[Position annotation records]
(begin)
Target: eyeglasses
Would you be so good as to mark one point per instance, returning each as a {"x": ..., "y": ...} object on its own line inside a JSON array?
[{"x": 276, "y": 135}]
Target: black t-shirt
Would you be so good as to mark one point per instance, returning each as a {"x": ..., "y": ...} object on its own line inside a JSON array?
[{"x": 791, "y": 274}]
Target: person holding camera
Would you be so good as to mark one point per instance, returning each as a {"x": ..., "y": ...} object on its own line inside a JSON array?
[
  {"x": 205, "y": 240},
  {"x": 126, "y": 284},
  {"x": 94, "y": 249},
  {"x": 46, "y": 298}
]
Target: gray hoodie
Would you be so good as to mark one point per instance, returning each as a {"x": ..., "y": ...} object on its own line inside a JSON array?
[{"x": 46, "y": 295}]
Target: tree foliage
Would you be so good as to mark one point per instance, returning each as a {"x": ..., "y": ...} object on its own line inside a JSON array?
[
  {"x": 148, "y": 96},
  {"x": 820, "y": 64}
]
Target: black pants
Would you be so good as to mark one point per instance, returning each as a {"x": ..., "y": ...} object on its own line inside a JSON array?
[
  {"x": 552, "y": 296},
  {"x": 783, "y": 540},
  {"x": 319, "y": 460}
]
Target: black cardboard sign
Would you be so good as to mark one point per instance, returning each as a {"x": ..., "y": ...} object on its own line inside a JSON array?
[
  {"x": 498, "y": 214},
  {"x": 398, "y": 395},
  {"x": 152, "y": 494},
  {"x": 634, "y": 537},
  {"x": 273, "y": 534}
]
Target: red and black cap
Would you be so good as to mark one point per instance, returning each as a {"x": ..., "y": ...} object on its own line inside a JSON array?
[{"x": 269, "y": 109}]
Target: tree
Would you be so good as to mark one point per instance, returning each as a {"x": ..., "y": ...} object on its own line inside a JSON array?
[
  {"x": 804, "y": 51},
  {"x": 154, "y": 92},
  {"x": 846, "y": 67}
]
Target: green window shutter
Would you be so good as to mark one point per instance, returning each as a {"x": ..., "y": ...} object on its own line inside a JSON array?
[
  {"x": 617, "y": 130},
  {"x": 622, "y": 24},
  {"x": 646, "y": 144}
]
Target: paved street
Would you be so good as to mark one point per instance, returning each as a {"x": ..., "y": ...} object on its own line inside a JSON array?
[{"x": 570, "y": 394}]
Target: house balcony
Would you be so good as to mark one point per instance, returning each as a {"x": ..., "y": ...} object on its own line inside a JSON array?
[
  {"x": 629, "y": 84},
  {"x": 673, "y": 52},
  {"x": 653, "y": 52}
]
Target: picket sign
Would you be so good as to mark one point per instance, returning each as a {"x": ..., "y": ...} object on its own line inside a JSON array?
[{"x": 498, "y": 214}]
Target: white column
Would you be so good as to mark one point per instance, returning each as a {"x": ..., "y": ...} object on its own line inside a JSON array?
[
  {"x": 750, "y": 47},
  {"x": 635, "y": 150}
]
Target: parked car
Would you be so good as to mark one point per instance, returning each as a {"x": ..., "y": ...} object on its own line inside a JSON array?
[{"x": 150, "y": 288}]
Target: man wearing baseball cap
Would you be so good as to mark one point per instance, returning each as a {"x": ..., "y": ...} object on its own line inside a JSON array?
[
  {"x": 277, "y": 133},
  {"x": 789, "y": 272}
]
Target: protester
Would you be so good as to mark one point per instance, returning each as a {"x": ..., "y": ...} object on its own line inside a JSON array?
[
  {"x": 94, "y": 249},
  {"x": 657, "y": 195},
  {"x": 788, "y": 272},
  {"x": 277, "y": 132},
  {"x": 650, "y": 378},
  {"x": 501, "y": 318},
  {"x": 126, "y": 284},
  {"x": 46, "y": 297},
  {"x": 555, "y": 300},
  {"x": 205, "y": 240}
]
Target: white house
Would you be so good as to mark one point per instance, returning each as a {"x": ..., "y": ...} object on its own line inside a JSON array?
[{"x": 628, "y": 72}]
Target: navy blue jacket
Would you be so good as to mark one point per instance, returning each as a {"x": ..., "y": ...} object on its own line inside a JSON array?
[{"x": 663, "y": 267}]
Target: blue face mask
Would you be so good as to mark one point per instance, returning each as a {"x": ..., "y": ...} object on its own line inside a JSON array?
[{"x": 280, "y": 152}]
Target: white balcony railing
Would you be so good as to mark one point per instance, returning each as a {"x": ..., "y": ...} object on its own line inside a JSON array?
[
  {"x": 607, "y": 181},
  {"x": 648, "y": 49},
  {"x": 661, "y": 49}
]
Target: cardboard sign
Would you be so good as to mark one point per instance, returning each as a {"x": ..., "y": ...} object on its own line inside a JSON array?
(end)
Problem to solve
Each line of the material above needs to be quoted exactly, please.

Result for this exercise
Target: eyeglasses
Would you be so good as to mark one point per instance, returning each as a {"x": ..., "y": ...} object on its own line inside a JSON array?
[{"x": 276, "y": 135}]
Target: black t-shirt
Would you be so good as to mark one point per instance, returning each as a {"x": ..., "y": ...} object on its own line inside a JSON array?
[{"x": 791, "y": 274}]
Target: person holding camera
Would you be so good as to mark one point per instance, returning each as a {"x": ..., "y": ...} object on its own line inside a JSON array?
[
  {"x": 205, "y": 240},
  {"x": 126, "y": 284},
  {"x": 94, "y": 249},
  {"x": 46, "y": 298}
]
Target: gray hoodie
Would you be so good as to mark one point per instance, returning each as a {"x": ..., "y": ...} object on its own line inside a JSON array?
[{"x": 46, "y": 295}]
Target: tree foliage
Would you be so good as to mark one point per instance, returning each as a {"x": ..., "y": ...} object on its own line inside a JSON array?
[
  {"x": 148, "y": 96},
  {"x": 820, "y": 64}
]
Target: black pants
Would you be so good as to mark one point per instance, returning each as a {"x": ..., "y": ...} object on its own line inside a JSON array?
[
  {"x": 552, "y": 296},
  {"x": 783, "y": 540},
  {"x": 319, "y": 460}
]
Target: black cardboard sign
Would you be so good as to mark one point per instance, returning each as a {"x": ..., "y": ...} object on its own line inside a JSON array?
[
  {"x": 498, "y": 214},
  {"x": 398, "y": 395},
  {"x": 152, "y": 494},
  {"x": 634, "y": 537},
  {"x": 273, "y": 534}
]
Target: red and black cap
Would you be so good as to mark one point per instance, returning each as a {"x": ..., "y": ...} object on its own line inside a JSON array?
[{"x": 269, "y": 109}]
Target: tree
Would you be so good as to mark one point per instance, returning each as a {"x": ..., "y": ...} object on its own line inside a JSON array?
[
  {"x": 804, "y": 51},
  {"x": 154, "y": 92},
  {"x": 846, "y": 67}
]
Target: green window shutter
Would you be so good as to mark one point per instance, returning each as a {"x": ..., "y": ...} object on its own line inside a JSON array?
[
  {"x": 617, "y": 130},
  {"x": 622, "y": 24},
  {"x": 646, "y": 144}
]
Target: paved street
Would you be so good as to mark one point per instance, returning each as a {"x": ..., "y": ...} object on its own line inside a JSON array?
[{"x": 570, "y": 394}]
Target: house balcony
Would you be so good as to mark one point per instance, returning each as a {"x": ..., "y": ...} object on its own line inside a JSON array?
[
  {"x": 629, "y": 84},
  {"x": 673, "y": 52},
  {"x": 653, "y": 52}
]
Target: picket sign
Would you be so good as to mark one point per instance, returning each as a {"x": ..., "y": ...} object on its own line inside a JSON array?
[{"x": 498, "y": 214}]
Target: white column
Would you be so good as to mark one point per instance, returning each as a {"x": ..., "y": ...} object on its own line inside a JSON array?
[
  {"x": 750, "y": 47},
  {"x": 635, "y": 150}
]
Target: parked car
Would you be so good as to mark one point per instance, returning each as a {"x": ..., "y": ...} object on its own line inside a JSON array?
[{"x": 150, "y": 288}]
Target: man wearing baseball cap
Would you be so good as to mark one point per instance, returning each as a {"x": ..., "y": ...} object on its own line inside a JSON array?
[
  {"x": 277, "y": 133},
  {"x": 789, "y": 272}
]
Target: protester
Would you be so good as to mark one point per instance, returning each as a {"x": ..., "y": ...} object on its own line inside a JSON array?
[
  {"x": 94, "y": 249},
  {"x": 657, "y": 195},
  {"x": 788, "y": 272},
  {"x": 277, "y": 132},
  {"x": 650, "y": 378},
  {"x": 501, "y": 318},
  {"x": 126, "y": 284},
  {"x": 46, "y": 297},
  {"x": 555, "y": 300},
  {"x": 205, "y": 240}
]
Target: white house
Would you be so good as to mark one point per instance, returning each as a {"x": ..., "y": ...} object on its own line inside a JSON array?
[{"x": 628, "y": 72}]
Target: navy blue jacket
Would you be so good as to mark one point per instance, returning each as a {"x": ..., "y": ...} object on its own line inside a JSON array?
[{"x": 663, "y": 267}]
Target: blue face mask
Would you be so good as to mark one point per instance, returning each as a {"x": ..., "y": ...} object on its own line inside a JSON array?
[{"x": 280, "y": 152}]
Target: white balcony railing
Would you be so good as to mark one point per instance, returning each as a {"x": ..., "y": ...} object on its own line inside a JSON array?
[
  {"x": 607, "y": 181},
  {"x": 648, "y": 49},
  {"x": 661, "y": 49}
]
Target: cardboard sign
Would you be so good as to mark one point per instance, returning each as a {"x": ..., "y": ...} object on its own line inside a JSON array?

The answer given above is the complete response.